Back at Hanry's home we were treated to battered sweet potato, brown rice sticky bar things and lots of tea and coffee. His niece and nephew took great delight in trying to use our camera. As you can see by the picture alongside, the little boy (Nathanial) is showing great talent in capturing his subjects.....




Dinner was wild boar, soup, more local greens and rice. It was delicious and felt well deserved after our 3 days in the jungle. That evening this old dude who is the best and most respected warrior dancer in the village came to perform for us.


We had a great time in Long Pa'Sia. The village are trying to encourage a bit more tourism which is a good thing for them. They have a home stay programme and Hanry is going to be pushing his trek leading. Couple of useful contacts for anyone reading that might ever be in the area is to look up Long Pa'Sia homestays and Hanry is on hbaktian@hotmail.com

It's been good to be on email and stuff to people over the last week or so and good to see so many of you reading about our travels! Simon's going to put up some cute piccies of monkeys next and then we'll be off out of Sabah to continue the journey in Thailand for a while.

All the best for now,

Charlotte

A Stroll up a Hill, Staff Party and Learning to Dive

As we left it last time we had just managed to discharge the expedition participants either onto flights back home or into the poor city of KK where they went onto engage in drunken chaos for a few days.

++++++++++

*PROMPT A*
In the travel post, what was dinner after the three days in the jungle?
*PROMPT B*
Quote the travel post starting with "We had a great" and going on through "for a while.".

*DATA LINES*
++++++++++

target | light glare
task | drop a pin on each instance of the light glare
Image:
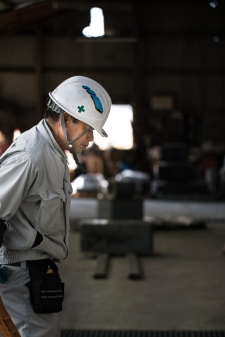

++++++++++

*EXERCISE SOLUTION A*
Wild boar, soup, more local greens and rice.

*EXERCISE SOLUTION B*
We had a great time in Long Pa'Sia. The village are trying to encourage a bit more tourism which is a good thing for them. They have a home stay programme and Hanry is going to be pushing his trek leading. Couple of useful contacts for anyone reading that might ever be in the area is to look up Long Pa'Sia homestays and Hanry is on hbaktian@hotmail.com

It's been good to be on email and stuff to people over the last week or so and good to see so many of you reading about our travels! Simon's going to put up some cute piccies of monkeys next and then we'll be off out of Sabah to continue the journey in Thailand for a while.